======== Supplied data

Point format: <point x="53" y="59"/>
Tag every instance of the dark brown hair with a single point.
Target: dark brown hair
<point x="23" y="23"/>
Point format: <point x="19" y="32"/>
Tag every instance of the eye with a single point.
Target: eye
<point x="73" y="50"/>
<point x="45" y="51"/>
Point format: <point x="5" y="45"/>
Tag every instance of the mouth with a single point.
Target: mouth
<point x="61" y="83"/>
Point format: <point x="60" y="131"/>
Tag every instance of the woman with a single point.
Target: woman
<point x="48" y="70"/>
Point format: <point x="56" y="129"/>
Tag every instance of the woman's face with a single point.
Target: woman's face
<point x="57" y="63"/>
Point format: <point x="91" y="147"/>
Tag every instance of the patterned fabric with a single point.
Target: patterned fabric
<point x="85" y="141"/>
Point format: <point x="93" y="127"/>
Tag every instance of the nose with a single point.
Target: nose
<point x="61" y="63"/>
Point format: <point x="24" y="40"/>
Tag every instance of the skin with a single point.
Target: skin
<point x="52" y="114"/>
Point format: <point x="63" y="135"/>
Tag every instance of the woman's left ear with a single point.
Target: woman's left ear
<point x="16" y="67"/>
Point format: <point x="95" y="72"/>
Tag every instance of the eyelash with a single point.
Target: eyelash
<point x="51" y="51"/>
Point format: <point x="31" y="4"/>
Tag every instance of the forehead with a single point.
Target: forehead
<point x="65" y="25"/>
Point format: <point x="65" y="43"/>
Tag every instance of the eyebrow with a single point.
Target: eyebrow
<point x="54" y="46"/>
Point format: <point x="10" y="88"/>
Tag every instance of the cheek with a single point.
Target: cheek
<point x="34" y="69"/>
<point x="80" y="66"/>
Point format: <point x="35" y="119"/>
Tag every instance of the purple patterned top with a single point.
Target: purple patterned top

================

• **Task to carry out**: Every entry should be output exactly as written, please.

• **Full answer**:
Point format: <point x="53" y="59"/>
Tag every instance of the dark brown hair with a single point.
Target: dark brown hair
<point x="23" y="23"/>
Point format: <point x="19" y="32"/>
Tag every instance of the eye with a single point.
Target: eye
<point x="73" y="50"/>
<point x="45" y="51"/>
Point format: <point x="5" y="45"/>
Tag every instance of the mouth with a single point.
Target: mouth
<point x="61" y="83"/>
Point format: <point x="60" y="131"/>
Tag every instance of the woman with a single point.
Target: woman
<point x="48" y="70"/>
Point format: <point x="56" y="129"/>
Tag every instance of the woman's face with a single point.
Target: woman's face
<point x="57" y="63"/>
Point format: <point x="91" y="147"/>
Tag every instance of the patterned fabric with a single point.
Target: patterned fabric
<point x="85" y="141"/>
Point format: <point x="93" y="127"/>
Tag every instance of the nose with a single point.
Target: nose
<point x="61" y="63"/>
Point format: <point x="24" y="40"/>
Tag every instance of the skin with a single point.
Target: skin
<point x="52" y="114"/>
Point format: <point x="63" y="135"/>
Tag every instance of the woman's left ear with a single point.
Target: woman's left ear
<point x="16" y="67"/>
Point format: <point x="95" y="72"/>
Tag every instance of the eyelash with a single point.
Target: eyelash
<point x="51" y="51"/>
Point format: <point x="31" y="4"/>
Tag every instance of the forehead with a single point.
Target: forehead
<point x="65" y="25"/>
Point format: <point x="65" y="43"/>
Tag every instance of the eyebrow with a single point.
Target: eyebrow
<point x="54" y="46"/>
Point format: <point x="10" y="88"/>
Tag every instance of the cheek with a single point.
Target: cheek
<point x="34" y="69"/>
<point x="80" y="66"/>
Point format: <point x="35" y="119"/>
Tag every instance of the purple patterned top with a single point.
Target: purple patterned top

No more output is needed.